2. MUNICIPALITIES HAVE POWER TO MAKE STREET IMPROVEMENTS WITHOUT PETITION OF ABUTTERS.

The municipalities of this state have jurisdiction and power to make street improvements without the filing of a petition by abutting property owners therefor.

ERROR to court of common pleas of Hamilton county.

F. M. Coppock, A. T. Brown and O. W. Kuhn, for plaintiff.
Chas. J. Hunt and J. V. Campbell, for defendant.

JELKE, J.

The petition to the board of administration under which this improvement was made reads as follows:

"We, the undersigned, owners of property represented by the feet front abutting upon Fairview avenue from the south end thereof to Straight street, hereby petition your honorable body for the improvement of said Fairview avenue between the points aforesaid, by asphalt pavement and granite curbs, the roadway to be forty feet in width, to such changed grade as your board may establish. And we respectively agree not to make any claim for damages on account of such changed grade, and for the assessment for the whole cost of such improvement except fifty per cent. of the entire cost of the improvement and the cost of intersections, to be made and collected in ten (10) equal annual installments; and in case the bonds of the city are issued in anticipation of the assessment thus petitioned for, then that the interest on said bonds be collected in ten (10) installments, the same and in like manner 3 O. C. C. Vol. 26

Hamilton County.

as the assessment installments aforesaid, or that the interest installments be numbered and assessed according to the number of years the bonds may have to run.

------------------------------------------------------------

TO BE DONE:
Extend the court opinion on municipal street improvements, picking up right after its last sentence.

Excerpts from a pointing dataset
------------------------------------------------------------

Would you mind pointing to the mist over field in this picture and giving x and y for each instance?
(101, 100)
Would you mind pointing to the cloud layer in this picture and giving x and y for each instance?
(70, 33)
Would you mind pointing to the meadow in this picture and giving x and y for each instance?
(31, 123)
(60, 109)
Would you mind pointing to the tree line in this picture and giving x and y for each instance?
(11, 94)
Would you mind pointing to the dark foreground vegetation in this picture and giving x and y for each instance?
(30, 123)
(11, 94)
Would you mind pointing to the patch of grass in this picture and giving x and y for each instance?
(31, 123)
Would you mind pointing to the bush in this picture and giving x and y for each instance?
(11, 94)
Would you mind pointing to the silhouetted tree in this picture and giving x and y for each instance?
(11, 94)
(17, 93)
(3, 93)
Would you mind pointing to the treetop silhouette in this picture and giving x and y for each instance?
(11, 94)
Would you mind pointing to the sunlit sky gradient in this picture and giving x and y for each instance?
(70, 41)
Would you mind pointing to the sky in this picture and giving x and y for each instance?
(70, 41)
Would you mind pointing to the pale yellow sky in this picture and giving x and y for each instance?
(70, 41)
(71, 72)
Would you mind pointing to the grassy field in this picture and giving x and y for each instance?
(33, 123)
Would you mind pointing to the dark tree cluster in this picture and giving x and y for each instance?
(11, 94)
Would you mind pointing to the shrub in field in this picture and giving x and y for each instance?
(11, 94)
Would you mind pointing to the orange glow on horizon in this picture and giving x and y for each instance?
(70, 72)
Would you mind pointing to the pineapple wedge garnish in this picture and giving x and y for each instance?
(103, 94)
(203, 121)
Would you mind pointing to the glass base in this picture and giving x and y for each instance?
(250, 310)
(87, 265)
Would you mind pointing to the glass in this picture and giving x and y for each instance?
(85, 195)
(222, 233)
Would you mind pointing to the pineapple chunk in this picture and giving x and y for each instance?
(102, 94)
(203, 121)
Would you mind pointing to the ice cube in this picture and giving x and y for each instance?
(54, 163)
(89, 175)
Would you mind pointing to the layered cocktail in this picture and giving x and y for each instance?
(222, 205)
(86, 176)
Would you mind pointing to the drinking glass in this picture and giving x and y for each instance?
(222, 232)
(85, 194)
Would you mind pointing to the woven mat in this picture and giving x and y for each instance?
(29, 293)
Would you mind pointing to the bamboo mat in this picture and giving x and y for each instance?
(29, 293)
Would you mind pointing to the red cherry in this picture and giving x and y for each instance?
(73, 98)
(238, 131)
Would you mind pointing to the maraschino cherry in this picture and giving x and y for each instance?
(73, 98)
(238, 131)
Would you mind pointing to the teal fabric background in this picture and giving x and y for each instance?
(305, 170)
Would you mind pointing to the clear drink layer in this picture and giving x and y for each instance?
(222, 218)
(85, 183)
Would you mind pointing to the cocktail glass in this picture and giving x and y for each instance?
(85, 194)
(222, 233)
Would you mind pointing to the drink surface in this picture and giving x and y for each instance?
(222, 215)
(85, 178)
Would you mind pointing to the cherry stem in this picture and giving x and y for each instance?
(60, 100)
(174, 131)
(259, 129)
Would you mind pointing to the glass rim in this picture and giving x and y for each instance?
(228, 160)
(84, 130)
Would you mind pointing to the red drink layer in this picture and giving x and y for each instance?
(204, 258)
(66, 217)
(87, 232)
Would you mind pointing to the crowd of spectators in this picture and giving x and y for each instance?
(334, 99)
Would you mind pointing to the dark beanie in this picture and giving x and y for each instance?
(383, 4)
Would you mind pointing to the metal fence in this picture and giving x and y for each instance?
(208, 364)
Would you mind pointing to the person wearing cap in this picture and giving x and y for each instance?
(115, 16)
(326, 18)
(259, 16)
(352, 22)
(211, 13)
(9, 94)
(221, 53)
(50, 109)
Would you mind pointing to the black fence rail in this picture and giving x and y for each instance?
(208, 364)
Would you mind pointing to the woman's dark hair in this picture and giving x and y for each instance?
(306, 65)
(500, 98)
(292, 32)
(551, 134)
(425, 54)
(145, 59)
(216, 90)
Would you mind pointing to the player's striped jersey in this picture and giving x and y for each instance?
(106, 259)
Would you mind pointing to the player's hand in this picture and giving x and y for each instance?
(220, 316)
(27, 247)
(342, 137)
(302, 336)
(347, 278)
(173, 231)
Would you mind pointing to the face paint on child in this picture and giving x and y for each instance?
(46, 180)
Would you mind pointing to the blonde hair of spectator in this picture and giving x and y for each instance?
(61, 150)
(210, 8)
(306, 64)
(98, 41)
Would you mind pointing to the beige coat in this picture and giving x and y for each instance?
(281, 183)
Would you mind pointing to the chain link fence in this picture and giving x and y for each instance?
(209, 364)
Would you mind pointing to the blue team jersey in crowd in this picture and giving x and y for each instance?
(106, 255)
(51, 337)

------------------------------------------------------------

RESPONSE:
"And in consideration of the city's making said improvement, we and each of us further agree with each other and with said city, and we jointly and severally bind ourselves, to pay such assessment irrespective of the number of owners of property signing this petition.'

Counsel for the city claim that by reason of signing this petition the signers thereof are estopped from setting up any statutory or constitutional limitation on the amount of the assessment and from claiming that such assessment should be anything less than acutal cost, or that the same exceeds the special benefits to their respective properties. Counsel for plaintiffs herein, signers of said petition, claim that they are not so estopped and rely upon the case of Birdseye v. Clyde (Vil.), 61 Ohio St. 27 [55 N. E. Rep. 169]. Special emphasis is laid upon the language of the Supreme Court on page 38:

"And, it can hardly be supposed that the plaintiffs who signed the petition for the improvement intended thereby to donate their entire property to the public, or, what is practically the same thing, consent to an assessment that would amount to its confiscation. They evidently contemplated that some special benefit would accrue to them from the construction of the improvement, which could not possibly be the case if the substantial value of their property were taken to pay the assessment laid upon it. The petition must be construed in the light of this situation, and so as to effectuate the manifest intention of the parties."

The improvement in the village of Clyde was made under a special act, 90 O. L. L. 434, which, among other things, provides:

"Provided, however, that two-thirds of the cost for improving and paving any street, and of constructing a sewer under such paved part, for which said street improvement fund shall be used, shall be assessed on the real estate bounding and abutting thereon, and according to the foot frontage of the real estate so bounding and abutting as provided by the laws of the state of Ohio."

The Supreme Court expressly holds that the reference to "the laws of the state of Ohio" brings Sec. 2270 Rev. Stat. into contemplation and makes it part of the body of law applicable to the improvement in the village of Clyde. Section 2270 Rev. Stat. provides a limitation of twenty-five percentum of the tax value of the property assessments.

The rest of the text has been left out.